[Natural language region descriptions]
*** Block opens ***

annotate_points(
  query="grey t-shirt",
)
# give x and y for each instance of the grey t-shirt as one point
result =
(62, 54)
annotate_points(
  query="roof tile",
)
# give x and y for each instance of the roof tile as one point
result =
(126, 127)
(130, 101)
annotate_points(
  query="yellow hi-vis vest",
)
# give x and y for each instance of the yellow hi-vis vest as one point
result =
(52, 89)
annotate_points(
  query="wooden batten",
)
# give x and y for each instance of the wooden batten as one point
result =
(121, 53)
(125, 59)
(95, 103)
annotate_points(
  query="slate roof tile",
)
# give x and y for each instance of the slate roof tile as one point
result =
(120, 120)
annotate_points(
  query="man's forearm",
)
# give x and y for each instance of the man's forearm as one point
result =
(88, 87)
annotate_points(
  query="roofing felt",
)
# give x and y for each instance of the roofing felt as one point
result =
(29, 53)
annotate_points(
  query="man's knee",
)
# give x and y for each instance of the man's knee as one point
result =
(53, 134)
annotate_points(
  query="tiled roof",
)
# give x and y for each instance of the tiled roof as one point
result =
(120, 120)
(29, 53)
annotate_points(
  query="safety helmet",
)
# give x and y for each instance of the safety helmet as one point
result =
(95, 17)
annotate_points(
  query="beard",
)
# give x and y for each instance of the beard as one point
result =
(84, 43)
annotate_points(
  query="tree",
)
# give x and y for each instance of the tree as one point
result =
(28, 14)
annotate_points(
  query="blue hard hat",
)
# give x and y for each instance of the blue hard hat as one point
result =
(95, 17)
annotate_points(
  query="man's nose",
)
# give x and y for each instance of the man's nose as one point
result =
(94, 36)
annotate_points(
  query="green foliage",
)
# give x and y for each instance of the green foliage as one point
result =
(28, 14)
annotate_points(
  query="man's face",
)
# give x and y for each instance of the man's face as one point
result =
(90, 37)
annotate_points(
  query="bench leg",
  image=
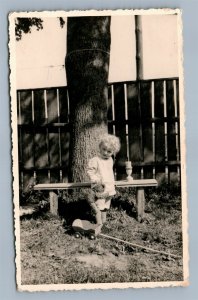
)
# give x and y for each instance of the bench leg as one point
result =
(53, 203)
(140, 204)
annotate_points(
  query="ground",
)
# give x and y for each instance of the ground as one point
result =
(50, 254)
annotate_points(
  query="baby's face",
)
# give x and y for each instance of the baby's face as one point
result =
(105, 151)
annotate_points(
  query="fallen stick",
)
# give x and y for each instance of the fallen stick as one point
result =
(138, 246)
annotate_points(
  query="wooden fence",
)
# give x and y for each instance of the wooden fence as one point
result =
(144, 114)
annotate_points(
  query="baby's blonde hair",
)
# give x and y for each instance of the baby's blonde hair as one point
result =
(112, 141)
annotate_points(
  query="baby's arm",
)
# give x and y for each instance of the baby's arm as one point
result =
(92, 169)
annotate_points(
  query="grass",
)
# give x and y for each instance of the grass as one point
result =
(50, 254)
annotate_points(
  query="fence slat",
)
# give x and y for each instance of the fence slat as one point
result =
(144, 114)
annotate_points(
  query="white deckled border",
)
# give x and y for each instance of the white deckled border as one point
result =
(12, 62)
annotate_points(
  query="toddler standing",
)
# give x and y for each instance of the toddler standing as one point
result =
(100, 172)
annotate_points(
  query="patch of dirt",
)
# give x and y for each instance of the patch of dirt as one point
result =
(104, 261)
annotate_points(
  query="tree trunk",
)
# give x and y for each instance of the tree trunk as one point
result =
(87, 66)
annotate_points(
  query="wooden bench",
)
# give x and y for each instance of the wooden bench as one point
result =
(139, 184)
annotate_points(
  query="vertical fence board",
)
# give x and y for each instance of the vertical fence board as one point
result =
(64, 106)
(27, 148)
(134, 122)
(39, 107)
(25, 108)
(120, 128)
(54, 155)
(146, 115)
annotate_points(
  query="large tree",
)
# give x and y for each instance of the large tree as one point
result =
(87, 66)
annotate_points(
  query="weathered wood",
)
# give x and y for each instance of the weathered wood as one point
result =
(53, 203)
(140, 204)
(121, 183)
(139, 184)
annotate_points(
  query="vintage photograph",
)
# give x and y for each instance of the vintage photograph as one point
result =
(98, 149)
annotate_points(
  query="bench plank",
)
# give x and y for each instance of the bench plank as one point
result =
(139, 184)
(120, 183)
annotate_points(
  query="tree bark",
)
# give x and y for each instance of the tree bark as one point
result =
(87, 66)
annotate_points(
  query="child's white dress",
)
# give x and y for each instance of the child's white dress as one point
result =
(100, 169)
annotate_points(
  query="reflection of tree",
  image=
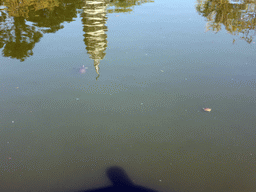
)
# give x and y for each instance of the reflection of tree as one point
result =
(51, 14)
(121, 6)
(95, 37)
(19, 38)
(237, 16)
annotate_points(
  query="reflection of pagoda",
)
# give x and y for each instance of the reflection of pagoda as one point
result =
(94, 20)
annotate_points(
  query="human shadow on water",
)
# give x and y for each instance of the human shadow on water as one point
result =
(121, 182)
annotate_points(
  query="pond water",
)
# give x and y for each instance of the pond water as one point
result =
(150, 67)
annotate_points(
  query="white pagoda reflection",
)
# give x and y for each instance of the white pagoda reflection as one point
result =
(94, 25)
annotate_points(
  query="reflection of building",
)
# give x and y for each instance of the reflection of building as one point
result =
(95, 37)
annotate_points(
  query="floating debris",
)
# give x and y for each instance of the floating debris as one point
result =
(207, 109)
(82, 69)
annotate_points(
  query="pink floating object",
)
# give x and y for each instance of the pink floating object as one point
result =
(207, 109)
(83, 69)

*** Block closes ***

• [GOAL OF THE EXERCISE]: Please repeat the data above exactly as it appears, pictures excluded.

• [SOLUTION TO THIS PROBLEM]:
annotate_points(
  query="grey t-shirt",
)
# give x and y for each instance of the grey t-shirt as one point
result =
(62, 54)
annotate_points(
  query="roof tile",
)
# give x and y for each instance of the roof tile as one point
result =
(126, 127)
(130, 101)
annotate_points(
  query="yellow hi-vis vest",
)
# give x and y for each instance of the yellow hi-vis vest as one point
result =
(52, 89)
annotate_points(
  query="wooden batten",
)
# give x and y for each instance of the wooden batten as one point
result =
(121, 53)
(125, 59)
(95, 103)
annotate_points(
  query="slate roof tile",
)
# give x and y for each instance of the slate roof tile as one point
result =
(120, 120)
annotate_points(
  query="man's forearm",
)
# give x and y for each instance of the man's forearm as one point
result =
(88, 87)
annotate_points(
  query="roofing felt",
)
# give x and y for each instance of the roofing felt as one point
result =
(29, 53)
annotate_points(
  query="man's knee",
)
# give x and y for each instance of the man's knee as one point
result =
(53, 134)
annotate_points(
  query="tiled roof",
)
# give x and y for each instance of the tiled roof as one point
result =
(120, 120)
(29, 53)
annotate_points(
  query="safety helmet",
)
# give x and y for each instance of the safety helmet as one point
result =
(95, 17)
annotate_points(
  query="beard",
)
# give x and y for each instance of the beard as one point
result =
(84, 43)
annotate_points(
  query="tree",
)
# give x and y for each instance of the tree as one point
result =
(28, 14)
annotate_points(
  query="blue hard hat",
)
# give x and y for each instance of the blue hard hat as one point
result =
(95, 17)
annotate_points(
  query="man's nose",
)
# give x and y for each instance of the man's nose as one point
result =
(94, 36)
annotate_points(
  query="green foliage",
)
# give x and y for each instance of the green foliage as one point
result =
(28, 14)
annotate_points(
  query="man's face",
)
# give x and y for each instance of the man's face as one point
result =
(90, 37)
annotate_points(
  query="bench leg",
  image=
)
# give x and y for each instance of the bench leg as one point
result =
(53, 203)
(140, 204)
annotate_points(
  query="ground",
)
# give x and y for each instance of the ground as one point
result =
(50, 254)
annotate_points(
  query="baby's face",
)
# give x and y for each instance of the baby's face as one point
result =
(105, 151)
annotate_points(
  query="fallen stick",
)
# give x and y for each instance of the fallen stick as one point
result =
(138, 246)
annotate_points(
  query="wooden fence",
)
# give x and y for each instance of the wooden fence as one point
result =
(144, 114)
annotate_points(
  query="baby's blonde hair",
)
# give x and y for each instance of the baby's blonde hair as one point
result =
(112, 141)
annotate_points(
  query="baby's arm",
)
# give x and y for each instance of the baby's arm as one point
result =
(92, 169)
annotate_points(
  query="grass",
)
# give x and y for each instance of the grass as one point
result =
(50, 254)
annotate_points(
  query="fence slat",
)
# give x and y for each instance of the fence slat as one point
result =
(144, 114)
annotate_points(
  query="white deckled border",
)
# give x and y for each instance of the white deckled border as one point
result =
(12, 62)
annotate_points(
  query="toddler standing",
)
# give x and y for each instance of the toddler standing as one point
result =
(100, 172)
annotate_points(
  query="patch of dirt",
)
# give x and y for each instance of the patch of dirt as one point
result =
(104, 261)
annotate_points(
  query="tree trunk",
)
# give x and y for each instance of the tree trunk as one point
result =
(87, 66)
annotate_points(
  query="wooden bench",
)
# give x and y for each instance of the wooden bench as one point
result =
(139, 184)
annotate_points(
  query="vertical fence board",
)
# give x and y for each instance of the vertical fence board as one point
result =
(64, 106)
(27, 148)
(134, 122)
(39, 107)
(25, 108)
(120, 128)
(54, 155)
(146, 115)
annotate_points(
  query="large tree",
)
# give x and y for each instance of the large tree as one point
result =
(87, 66)
annotate_points(
  query="weathered wood",
)
# give x and y for each instance of the weathered wood as one point
result =
(53, 203)
(140, 204)
(121, 183)
(139, 184)
annotate_points(
  query="vintage photograph",
)
# give x and y for each instance of the vintage photograph as one point
result =
(98, 149)
annotate_points(
  query="bench plank",
)
# give x and y for each instance of the bench plank as one point
result =
(139, 184)
(120, 183)
annotate_points(
  query="tree bark",
)
# give x and y for each instance of the tree bark as one point
result =
(87, 66)
annotate_points(
  query="child's white dress",
)
# give x and y for each instance of the child's white dress as one point
result =
(100, 169)
annotate_points(
  query="reflection of tree",
  image=
)
# give x and y for each instance of the reflection of tree as one point
result =
(51, 14)
(121, 6)
(95, 37)
(19, 38)
(237, 16)
annotate_points(
  query="reflection of pagoda",
)
# give x and y for each instance of the reflection of pagoda as one point
result =
(94, 20)
annotate_points(
  query="human shadow on water",
)
# give x and y for each instance of the human shadow on water as one point
result =
(121, 182)
annotate_points(
  query="pond water",
)
# give x and y for each instance of the pond water as one point
result =
(150, 67)
annotate_points(
  query="white pagoda reflection",
)
# give x and y for each instance of the white pagoda reflection as one point
result =
(94, 25)
annotate_points(
  query="reflection of building",
)
# give x and y for each instance of the reflection of building as one point
result =
(95, 37)
annotate_points(
  query="floating debris",
)
# give x and y for each instance of the floating debris as one point
result =
(207, 109)
(82, 69)
annotate_points(
  query="pink floating object",
)
# give x and y for each instance of the pink floating object as one point
result =
(207, 109)
(83, 69)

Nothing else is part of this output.